What needs to be done:
Look at the entries below and reproduce them exactly.

Items from a data source:

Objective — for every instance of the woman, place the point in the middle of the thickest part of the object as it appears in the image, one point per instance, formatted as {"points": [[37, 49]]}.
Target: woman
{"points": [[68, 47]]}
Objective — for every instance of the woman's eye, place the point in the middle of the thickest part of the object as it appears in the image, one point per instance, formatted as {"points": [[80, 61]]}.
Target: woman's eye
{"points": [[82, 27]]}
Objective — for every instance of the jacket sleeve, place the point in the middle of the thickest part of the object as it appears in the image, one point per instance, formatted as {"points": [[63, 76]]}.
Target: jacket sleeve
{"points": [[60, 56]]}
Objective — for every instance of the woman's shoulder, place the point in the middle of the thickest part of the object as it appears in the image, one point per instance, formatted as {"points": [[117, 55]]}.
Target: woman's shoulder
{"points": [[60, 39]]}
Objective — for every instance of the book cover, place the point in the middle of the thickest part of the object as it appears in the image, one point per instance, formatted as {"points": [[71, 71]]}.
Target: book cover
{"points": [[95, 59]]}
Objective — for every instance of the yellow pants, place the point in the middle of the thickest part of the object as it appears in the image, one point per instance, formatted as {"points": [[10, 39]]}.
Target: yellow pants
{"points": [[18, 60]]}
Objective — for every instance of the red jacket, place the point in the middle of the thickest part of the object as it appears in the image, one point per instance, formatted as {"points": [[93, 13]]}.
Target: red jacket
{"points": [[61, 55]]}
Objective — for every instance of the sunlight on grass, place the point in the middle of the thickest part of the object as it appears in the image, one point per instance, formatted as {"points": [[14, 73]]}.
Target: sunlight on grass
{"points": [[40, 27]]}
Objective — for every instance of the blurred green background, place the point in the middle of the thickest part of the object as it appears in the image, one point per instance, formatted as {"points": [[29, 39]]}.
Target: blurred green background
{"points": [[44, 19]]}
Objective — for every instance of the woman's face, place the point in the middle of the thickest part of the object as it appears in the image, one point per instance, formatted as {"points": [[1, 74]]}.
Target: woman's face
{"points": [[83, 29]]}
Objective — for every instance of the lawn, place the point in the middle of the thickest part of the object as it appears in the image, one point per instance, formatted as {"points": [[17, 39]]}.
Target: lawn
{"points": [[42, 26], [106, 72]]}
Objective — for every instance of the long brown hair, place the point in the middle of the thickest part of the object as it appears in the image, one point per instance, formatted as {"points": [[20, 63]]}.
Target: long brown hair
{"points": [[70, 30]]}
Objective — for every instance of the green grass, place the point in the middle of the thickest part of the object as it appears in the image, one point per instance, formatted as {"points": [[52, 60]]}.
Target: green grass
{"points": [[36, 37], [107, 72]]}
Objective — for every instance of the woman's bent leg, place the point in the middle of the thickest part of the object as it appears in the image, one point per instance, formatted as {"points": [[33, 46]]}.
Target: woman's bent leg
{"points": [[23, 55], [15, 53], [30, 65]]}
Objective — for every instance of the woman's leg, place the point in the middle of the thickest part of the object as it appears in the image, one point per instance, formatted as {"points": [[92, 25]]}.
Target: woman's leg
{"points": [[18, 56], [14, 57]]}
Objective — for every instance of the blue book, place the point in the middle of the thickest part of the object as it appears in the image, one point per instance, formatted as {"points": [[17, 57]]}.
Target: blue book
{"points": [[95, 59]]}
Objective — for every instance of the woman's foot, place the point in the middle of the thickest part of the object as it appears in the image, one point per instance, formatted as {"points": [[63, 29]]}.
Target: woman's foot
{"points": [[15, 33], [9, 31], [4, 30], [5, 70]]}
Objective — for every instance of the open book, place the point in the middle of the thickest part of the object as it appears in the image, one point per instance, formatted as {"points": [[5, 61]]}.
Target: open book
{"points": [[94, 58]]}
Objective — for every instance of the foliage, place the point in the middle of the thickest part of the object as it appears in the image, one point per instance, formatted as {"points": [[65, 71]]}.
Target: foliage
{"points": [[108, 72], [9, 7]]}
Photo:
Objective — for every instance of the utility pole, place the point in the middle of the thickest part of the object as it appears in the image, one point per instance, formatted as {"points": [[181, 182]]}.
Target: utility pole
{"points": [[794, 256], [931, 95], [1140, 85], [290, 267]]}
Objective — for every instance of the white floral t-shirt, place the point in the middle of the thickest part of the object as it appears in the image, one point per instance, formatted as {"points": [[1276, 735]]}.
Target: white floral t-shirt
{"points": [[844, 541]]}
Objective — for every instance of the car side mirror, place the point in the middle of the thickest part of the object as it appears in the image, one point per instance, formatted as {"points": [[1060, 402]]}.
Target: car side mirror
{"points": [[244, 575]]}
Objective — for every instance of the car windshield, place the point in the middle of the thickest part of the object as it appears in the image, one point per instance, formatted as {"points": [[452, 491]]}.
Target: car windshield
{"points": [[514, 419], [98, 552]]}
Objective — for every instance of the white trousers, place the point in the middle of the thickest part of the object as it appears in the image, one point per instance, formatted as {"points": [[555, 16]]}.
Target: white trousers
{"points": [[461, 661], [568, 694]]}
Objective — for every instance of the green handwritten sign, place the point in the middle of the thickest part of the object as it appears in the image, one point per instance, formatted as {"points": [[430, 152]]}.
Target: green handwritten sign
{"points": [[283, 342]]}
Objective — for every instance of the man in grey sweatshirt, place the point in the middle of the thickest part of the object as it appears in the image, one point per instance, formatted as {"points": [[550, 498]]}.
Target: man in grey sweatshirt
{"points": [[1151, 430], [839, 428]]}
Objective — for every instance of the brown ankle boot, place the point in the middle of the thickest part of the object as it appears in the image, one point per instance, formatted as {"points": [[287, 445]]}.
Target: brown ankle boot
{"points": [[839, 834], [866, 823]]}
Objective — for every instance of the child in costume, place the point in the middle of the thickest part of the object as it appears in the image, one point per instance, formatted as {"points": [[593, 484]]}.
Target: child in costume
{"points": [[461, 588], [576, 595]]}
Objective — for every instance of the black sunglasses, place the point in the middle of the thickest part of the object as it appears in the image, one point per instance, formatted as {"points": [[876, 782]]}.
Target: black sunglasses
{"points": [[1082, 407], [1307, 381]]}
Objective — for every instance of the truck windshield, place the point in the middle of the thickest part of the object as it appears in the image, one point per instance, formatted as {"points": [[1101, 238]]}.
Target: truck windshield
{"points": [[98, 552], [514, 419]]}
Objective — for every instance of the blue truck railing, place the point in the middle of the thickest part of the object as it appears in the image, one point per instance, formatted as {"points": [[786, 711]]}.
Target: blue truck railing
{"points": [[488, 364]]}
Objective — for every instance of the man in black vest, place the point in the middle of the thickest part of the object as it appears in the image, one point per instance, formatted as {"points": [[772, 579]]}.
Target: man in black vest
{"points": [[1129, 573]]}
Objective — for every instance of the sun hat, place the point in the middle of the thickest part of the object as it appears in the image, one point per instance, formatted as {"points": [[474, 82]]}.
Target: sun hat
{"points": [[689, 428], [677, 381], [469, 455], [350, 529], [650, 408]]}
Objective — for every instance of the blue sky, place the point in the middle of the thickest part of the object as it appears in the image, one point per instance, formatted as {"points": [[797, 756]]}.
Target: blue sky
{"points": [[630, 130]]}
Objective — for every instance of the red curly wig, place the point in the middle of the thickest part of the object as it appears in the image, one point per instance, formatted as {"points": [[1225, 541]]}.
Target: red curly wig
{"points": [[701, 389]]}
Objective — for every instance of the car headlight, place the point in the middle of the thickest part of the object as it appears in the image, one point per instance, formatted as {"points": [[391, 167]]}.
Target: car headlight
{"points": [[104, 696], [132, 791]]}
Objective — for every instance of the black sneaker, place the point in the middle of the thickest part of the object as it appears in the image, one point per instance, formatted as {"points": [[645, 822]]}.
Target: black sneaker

Solution below:
Objective — for every instance of the woman, place the point in the middle of the thickest part of the object as it appears in the image, one point per instance, formatted as {"points": [[37, 49]]}.
Target: woman
{"points": [[68, 47]]}
Objective — for every instance of the woman's eye, place the point in the middle of the thickest part of the object as it appears in the image, one point per instance, formatted as {"points": [[80, 61]]}.
Target: woman's eye
{"points": [[82, 27]]}
Objective — for every instance of the jacket sleeve, place the point in the middle of the thickest part of the object as it appears in the image, one point per instance, formatted as {"points": [[63, 76]]}.
Target: jacket sleeve
{"points": [[60, 56]]}
Objective — for every instance of the woman's shoulder, place the point in the middle of the thickest part of the object as it appears in the image, one point per instance, formatted as {"points": [[117, 55]]}.
Target: woman's shoulder
{"points": [[60, 39]]}
Objective — for every instance of the book cover, place the point in the middle of the thickest part of the object as it appears in the image, one point per instance, formatted as {"points": [[71, 71]]}.
Target: book cover
{"points": [[95, 59]]}
Objective — for every instance of the yellow pants, place the point in the middle of the thickest part of the object as it appears in the image, one point per instance, formatted as {"points": [[10, 39]]}.
Target: yellow pants
{"points": [[18, 60]]}
Objective — for every instance of the red jacket, place the point in the middle of the thickest part of the object as it appears in the image, one point per instance, formatted as {"points": [[93, 13]]}.
Target: red jacket
{"points": [[61, 55]]}
Objective — for every instance of the sunlight on grass, place the point in the middle of the thickest part of the object as it appears in the image, one point per instance, formatted as {"points": [[14, 73]]}.
Target: sunlight on grass
{"points": [[40, 27]]}
Objective — for every instance of the blurred green background, place the point in the middle of the thickest part of the object as it appears in the image, one point per instance, formatted as {"points": [[29, 39]]}.
Target: blurred green background
{"points": [[44, 19]]}
Objective — for every instance of the woman's face, place the point in the middle of the thickest part of the object as it appears in the image, one point per instance, formatted as {"points": [[1, 74]]}.
Target: woman's face
{"points": [[83, 29]]}
Objective — for every instance of the lawn, place the point in the middle of the thickest part of the object as it appears in the image, one point per instance, formatted as {"points": [[17, 39]]}.
Target: lawn
{"points": [[42, 26], [106, 72]]}
Objective — for every instance of the long brown hair, place the point in the middle of the thickest part of the object as it appears in the image, one point per instance, formatted as {"points": [[20, 63]]}.
Target: long brown hair
{"points": [[70, 30]]}
Objective — for every instance of the green grass, place the point in the middle of the thickest part of the object as it appears in the image, one point per instance, formatted as {"points": [[52, 60]]}.
Target: green grass
{"points": [[36, 37], [107, 72]]}
Objective — for every instance of the woman's bent leg, place the point in the middle of the thickest part of the object as it appears in the image, one point per instance, formatted as {"points": [[33, 46]]}.
Target: woman's bent leg
{"points": [[23, 55], [15, 53], [30, 65]]}
Objective — for every instance of the woman's leg, place the point in the middle of the thickest part of the object as it appears in the image, one point per instance, formatted as {"points": [[92, 25]]}.
Target: woman's leg
{"points": [[18, 56], [14, 57]]}
Objective — for every instance of the blue book, place the point in the middle of the thickest part of the object as it appears in the image, one point per instance, formatted as {"points": [[17, 57]]}.
Target: blue book
{"points": [[95, 59]]}
Objective — for every instance of the woman's foot, place the point in the middle of the thickest part of the object as it appears in the image, one point per instance, formatted as {"points": [[63, 29]]}.
Target: woman's foot
{"points": [[15, 33], [9, 31], [4, 30], [5, 70]]}
Objective — for every instance of the open book, place the point in the middle of the thickest part of the object as it appears in the image, one point per instance, formatted as {"points": [[5, 61]]}.
Target: open book
{"points": [[94, 58]]}
Objective — for every instance of the foliage, place the point in the middle of the thickest part of the object as it appears in the image, one point per instance, formatted as {"points": [[65, 71]]}.
Target: foliage
{"points": [[108, 72], [9, 7]]}
Photo:
Objective — for every instance of the utility pole, place the point in the middle of the thickest part of the object as it appears in the image, one point per instance, formatted as {"points": [[181, 182]]}.
Target: utility pole
{"points": [[794, 256], [931, 95], [1140, 85], [290, 267]]}
Objective — for every instance of the white floral t-shirt, place the point in the middle of the thickest part of the object as it appears in the image, one point per instance, formatted as {"points": [[1276, 735]]}.
Target: white floral t-shirt
{"points": [[844, 541]]}
Objective — for every instance of the car side mirror, place the point in the middle of the thickest part of the object as it appears in the image, one point per instance, formatted as {"points": [[1060, 402]]}.
Target: car side mirror
{"points": [[244, 575]]}
Objective — for every instance of the car windshield, place the point in the middle of the thickest part of the object as it appears in the image, one point per instance, formatted as {"points": [[452, 491]]}.
Target: car windshield
{"points": [[514, 419], [98, 552]]}
Objective — for every instance of the white trousers, place the point in the middle of the thickest part of the object as it appears in the image, one point per instance, formatted as {"points": [[555, 16]]}.
Target: white trousers
{"points": [[461, 661], [568, 694]]}
Objective — for every instance of the green handwritten sign, place the point in the middle of the thickest part of the object as it appears in the image, one point per instance, formatted as {"points": [[430, 152]]}.
Target: green handwritten sign
{"points": [[283, 342]]}
Objective — for every instance of the man in grey sweatshirt, place the point in the middle of the thickest part of the object as it appears in the image, one point per instance, formatted as {"points": [[550, 498]]}.
Target: man in grey sweatshirt
{"points": [[1151, 430], [839, 428]]}
Objective — for every instance of the brown ankle boot, place the point in the middle of the thickest part of the object as it appears in the image, one point per instance, formatted as {"points": [[287, 445]]}.
Target: brown ankle boot
{"points": [[839, 834], [866, 823]]}
Objective — for every instance of the child in costume, place the point in the middle of the thickest part of the object as it appears in the image, one point per instance, formatted as {"points": [[593, 484]]}.
Target: child in costume
{"points": [[461, 588], [576, 595]]}
Objective — for every instance of the black sunglasses, place the point in the middle of the thickest part of the object as it appears in the image, one point per instance, formatted as {"points": [[876, 782]]}.
Target: black sunglasses
{"points": [[1082, 407], [1307, 381]]}
Objective — for every instance of the truck windshield, place the point in the middle of the thickest part of the object as it appears in the image, one point per instance, formatted as {"points": [[1101, 238]]}.
Target: truck windshield
{"points": [[98, 552], [514, 419]]}
Objective — for every instance of the blue truck railing, place the point in the middle of the thickest part of the object as it appears in the image, one point per instance, formatted as {"points": [[786, 711]]}.
Target: blue truck railing
{"points": [[488, 364]]}
Objective — for every instance of the man in black vest, place the point in the middle of the thickest part of the object as it appears in the image, one point per instance, formatted as {"points": [[772, 579]]}.
Target: man in black vest
{"points": [[1129, 573]]}
Objective — for every instance of the sun hat, place the point in the middle of the thickest part of the object as it appears in the image, one point per instance, formatted as {"points": [[474, 82]]}.
Target: sun hat
{"points": [[689, 428], [677, 381], [469, 455], [350, 529], [650, 408]]}
Objective — for every instance of the blue sky, place the point in the middle of the thickest part of the object as it appears in the image, one point per instance, formatted as {"points": [[797, 756]]}.
Target: blue sky
{"points": [[630, 130]]}
Objective — for every instance of the red curly wig, place the point in the middle of the thickest part of the object as it appears in the image, one point per instance, formatted as {"points": [[1225, 541]]}.
Target: red curly wig
{"points": [[701, 389]]}
Objective — for every instance of the car headlight, place the point in the middle of the thickest part of the object as it appears in the image, one point per instance, formatted as {"points": [[391, 167]]}.
Target: car headlight
{"points": [[104, 696], [132, 791]]}
Objective — for every instance of the black sneaker, place the point in the middle of the thickest part of the object as it appears in the image, one point per instance, formatted as {"points": [[645, 822]]}.
Target: black sneaker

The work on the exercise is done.